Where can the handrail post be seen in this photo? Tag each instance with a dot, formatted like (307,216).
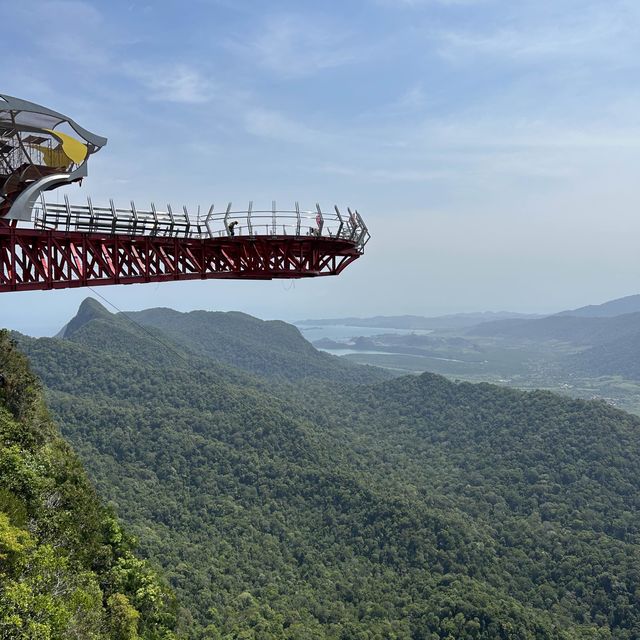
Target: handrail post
(339,234)
(207,219)
(68,208)
(319,219)
(226,219)
(274,230)
(114,216)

__________________________________________________

- The task -
With the images left out, output all the entries above exactly.

- Exercise result -
Where can the handrail post be seen in this photo? Tag each instance with a dot, formatted like (307,216).
Target: handrail post
(339,234)
(207,219)
(68,208)
(319,219)
(226,219)
(274,230)
(114,216)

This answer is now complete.